:: TRAVAIL DEMANDÉ ::
1. Recopiez fidèlement le passage de l'extrait sur le Moyen-Orient en commençant par « Le conflit de » et en continuant jusqu'à « avec l’Etat hébreu. ».
2. Répondez aux questions suivantes d'après l'extrait sur le Moyen-Orient.
(a) En quelle année le roi de Jordanie a-t-il parlé de « croissant chiite » ?
(b) Quels pays ont rejoint les Emirats arabes unis et le Bahreïn dans les accords d'Abraham ?
(c) Que déploie le deuxième axe dans le Golfe, et dans quel but ?

── EXTRAIT CITÉ ──

Abonné aux crises qui dégénèrent parfois en guerre, le Moyen-Orient vit un nouvel épisode de grande tension. Deux blocs s’affrontent par divers biais. Le premier est mené par l’Iran messianique, qui a réussi à embrigader plusieurs pays, au travers des milices qu’il a armées dans une zone que le roi de Jordanie avait appelée, en 2004, le « croissant chiite ». Ainsi, Téhéran exploite l’archipel des communautés chiites en détricotant les institutions des Etats. Trois thèmes sont déployés pour mobiliser ses partisans : la lutte contre l’impérialisme américain, l’antisionisme et le soutien à la cause palestinienne. L’Iran tient ses « colonies » d’une main de fer et ne tolère aucune contestation. Et quand les urnes désavouent les groupes qu’il contrôle, la riposte passe par le blocage des institutions et l’omnipotence des milices. L’Irak en fait actuellement les frais, tout comme le Liban l’avait expérimenté bien avant lui. La résistance à Israël a bon dos : elle masque une politique hégémonique décomplexée.

Face à l’alliance des milices menée par Téhéran, un autre axe s’est formé entre Etats. A la « paix froide » et timide, lancée par les accords israélo-égyptiens de Camp David (1978), ont succédé, avec une grande vigueur, les accords d’Abraham, signés en 2020 entre Israël et deux Etats arabes : les Emirats arabes unis et le Bahreïn, rejoints par le Soudan et le Maroc. Toutes ces percées ont été parrainées par Washington. Hétérogène en apparence, ce deuxième axe semble pourtant solide.

Le conflit de mai 2021 entre Israël et le Hamas à Gaza a prouvé que les partenaires de l’alliance n’ont pas fléchi. De plus, cet axe se structure militairement : sur son flanc est, il déploie des radars israéliens dans le Golfe pour intercepter d’éventuels projectiles iraniens. Du gagnant-gagnant pour tous les pays menacés par l’Iran. A Washington, le Congrès plaide pour l’intégration régionale des systèmes de défense antimissiles. Subsiste toutefois une fragilité originelle : des régimes arabes sont susceptibles de subir des contestations amalgamant crises socioéconomiques et relations avec l’Etat hébreu.

───
── DONNÉES FOURNIES ──

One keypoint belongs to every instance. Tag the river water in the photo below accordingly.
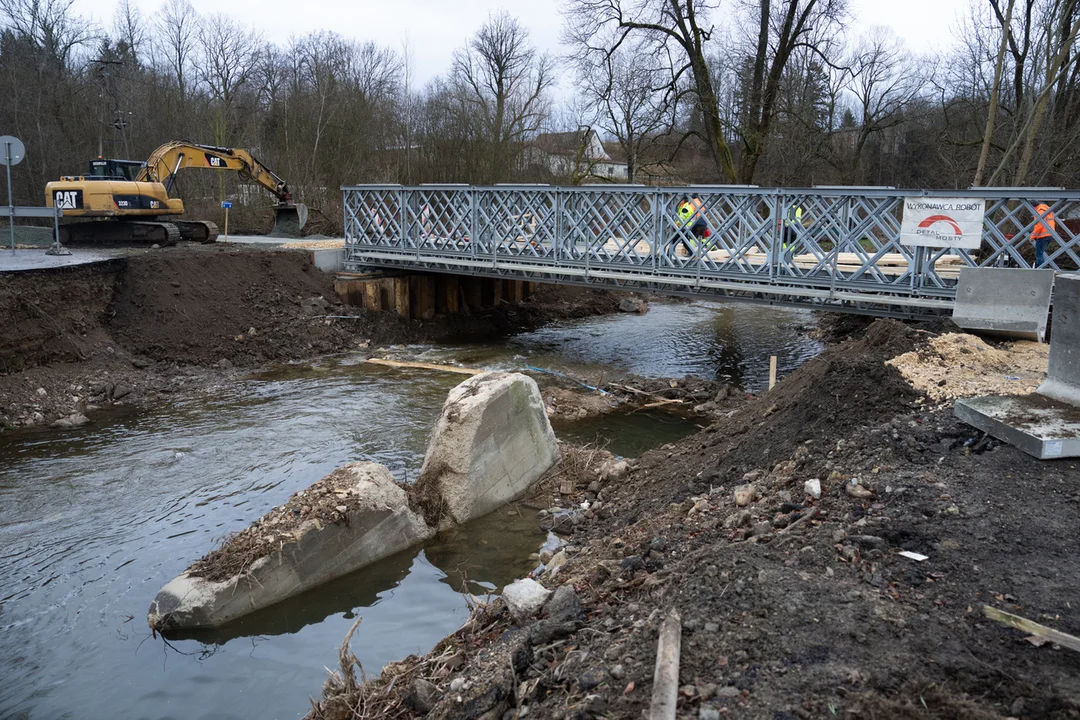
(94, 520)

───
── DONNÉES FOURNIES ──

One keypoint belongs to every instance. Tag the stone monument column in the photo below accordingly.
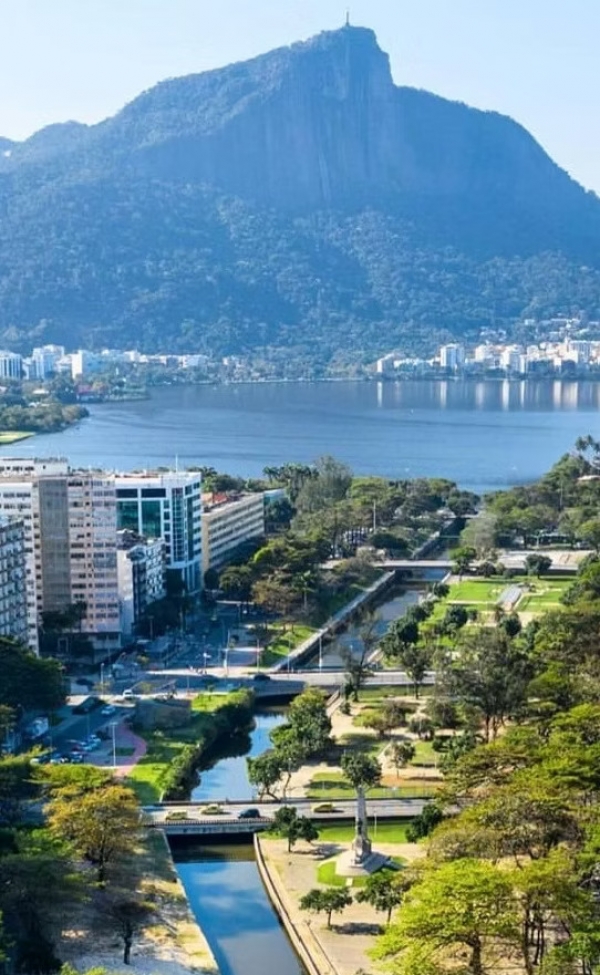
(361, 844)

───

:: CORRIGÉ DES EXERCICES ::
1.
Le conflit de mai 2021 entre Israël et le Hamas à Gaza a prouvé que les partenaires de l’alliance n’ont pas fléchi. De plus, cet axe se structure militairement : sur son flanc est, il déploie des radars israéliens dans le Golfe pour intercepter d’éventuels projectiles iraniens. Du gagnant-gagnant pour tous les pays menacés par l’Iran. A Washington, le Congrès plaide pour l’intégration régionale des systèmes de défense antimissiles. Subsiste toutefois une fragilité originelle : des régimes arabes sont susceptibles de subir des contestations amalgamant crises socioéconomiques et relations avec l’Etat hébreu.

2.
(a) En 2004.
(b) Le Soudan et le Maroc.
(c) Des radars israéliens, pour intercepter d'éventuels projectiles iraniens.